▶ [TEXT SHOWN]:
—————

Visit the Movie Smoking Scorecard on Facebook and you’ll see comments like this:

“Star Trek gets our THUMBS UP! for a smoke-free movie :)”

It’s part of a new push from the American Medical Association and other groups to get movie studios to avoid tobacco imagery.

Advocates say all movies that include “gratuitous smoking” should get an automatic “R” rating, citing studies that say smoking in films encourages real-life teen smoking.

The effort includes:

- Mobile billboards around Los Angeles. They show a young girl asking, "Which movie studios will cause me to smoke this summer?" and promoting the campaign's Facebook page.

- A scorecard that regularly tallies the number of tobacco impressions in this summer's youth-rated blockbusters.

- A letter-writing and petition drive across the country during the blockbuster season.

- A strategically placed billboard located near — and naming — the studio with the worst summer record at the end of September.

Many are thrilled, such as Ricky Taltalbu who said on the Facebook page it’s a “great campaign” and noted the need for studios to produce more “responsible” films.

—————

▶ [RECORDED DATA]:
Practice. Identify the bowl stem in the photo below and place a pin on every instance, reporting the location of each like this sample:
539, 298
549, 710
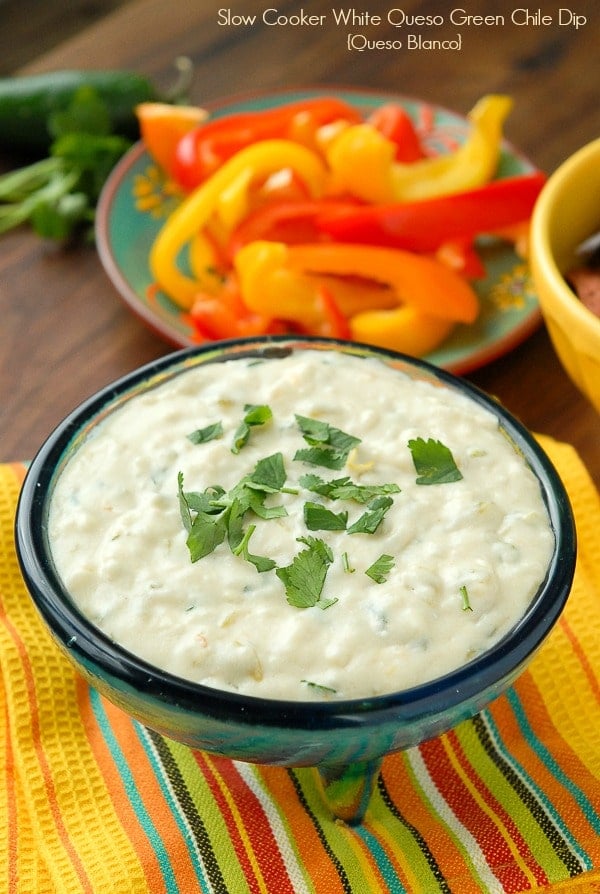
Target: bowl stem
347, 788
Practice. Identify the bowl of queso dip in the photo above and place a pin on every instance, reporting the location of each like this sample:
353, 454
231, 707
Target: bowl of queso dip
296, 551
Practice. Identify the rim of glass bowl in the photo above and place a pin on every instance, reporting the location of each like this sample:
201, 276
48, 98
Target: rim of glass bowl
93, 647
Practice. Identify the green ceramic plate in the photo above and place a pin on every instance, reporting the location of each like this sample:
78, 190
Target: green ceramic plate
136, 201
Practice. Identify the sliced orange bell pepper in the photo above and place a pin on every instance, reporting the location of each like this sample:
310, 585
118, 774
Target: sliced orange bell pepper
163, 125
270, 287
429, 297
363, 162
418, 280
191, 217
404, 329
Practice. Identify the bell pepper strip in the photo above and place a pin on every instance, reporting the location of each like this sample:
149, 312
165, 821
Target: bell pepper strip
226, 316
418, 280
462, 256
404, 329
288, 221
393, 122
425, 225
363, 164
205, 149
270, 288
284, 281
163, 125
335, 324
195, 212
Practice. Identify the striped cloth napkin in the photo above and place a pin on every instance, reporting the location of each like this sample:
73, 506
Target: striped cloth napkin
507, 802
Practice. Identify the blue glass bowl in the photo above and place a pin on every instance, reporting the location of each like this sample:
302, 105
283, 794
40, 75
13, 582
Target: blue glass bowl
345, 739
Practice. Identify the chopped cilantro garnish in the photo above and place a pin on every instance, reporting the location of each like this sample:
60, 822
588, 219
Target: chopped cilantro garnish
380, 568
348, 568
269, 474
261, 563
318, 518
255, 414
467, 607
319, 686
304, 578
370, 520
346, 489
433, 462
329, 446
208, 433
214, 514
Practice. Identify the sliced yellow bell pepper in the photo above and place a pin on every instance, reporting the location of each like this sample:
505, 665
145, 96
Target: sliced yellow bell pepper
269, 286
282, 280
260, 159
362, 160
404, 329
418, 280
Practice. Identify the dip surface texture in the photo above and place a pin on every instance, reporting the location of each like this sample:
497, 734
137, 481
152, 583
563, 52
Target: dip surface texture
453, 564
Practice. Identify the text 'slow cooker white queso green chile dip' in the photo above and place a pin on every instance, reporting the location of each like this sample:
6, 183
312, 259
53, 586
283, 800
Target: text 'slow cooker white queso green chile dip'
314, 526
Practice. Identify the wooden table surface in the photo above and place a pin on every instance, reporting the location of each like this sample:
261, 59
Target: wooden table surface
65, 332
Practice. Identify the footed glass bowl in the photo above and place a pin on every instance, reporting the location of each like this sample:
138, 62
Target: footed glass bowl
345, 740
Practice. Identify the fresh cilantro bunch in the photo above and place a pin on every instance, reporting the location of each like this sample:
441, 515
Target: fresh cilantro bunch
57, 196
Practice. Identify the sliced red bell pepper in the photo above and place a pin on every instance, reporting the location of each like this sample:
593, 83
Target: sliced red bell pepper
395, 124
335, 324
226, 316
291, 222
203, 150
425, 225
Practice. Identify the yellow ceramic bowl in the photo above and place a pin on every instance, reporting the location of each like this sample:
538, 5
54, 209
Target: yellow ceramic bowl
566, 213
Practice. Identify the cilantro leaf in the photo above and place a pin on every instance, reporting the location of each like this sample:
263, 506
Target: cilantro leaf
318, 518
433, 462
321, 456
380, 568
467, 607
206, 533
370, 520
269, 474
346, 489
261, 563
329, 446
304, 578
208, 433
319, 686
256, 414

—————

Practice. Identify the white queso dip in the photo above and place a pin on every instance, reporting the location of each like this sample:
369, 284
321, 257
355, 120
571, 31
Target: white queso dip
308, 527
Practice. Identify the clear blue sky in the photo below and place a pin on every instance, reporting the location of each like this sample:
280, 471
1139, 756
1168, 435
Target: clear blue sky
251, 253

—————

▶ [LIST OF TASKS]:
- A) Reproduce the part of the movie smoking article starting at "- A letter-writing" and ending at "end of September.".
- B) According to the movie smoking article, what rating do advocates say all movies with "gratuitous smoking" should automatically receive?

▶ [OUTPUTS BY TASK]:
- A)
- A letter-writing and petition drive across the country during the blockbuster season.

- A strategically placed billboard located near — and naming — the studio with the worst summer record at the end of September.

- B) An automatic "R" rating.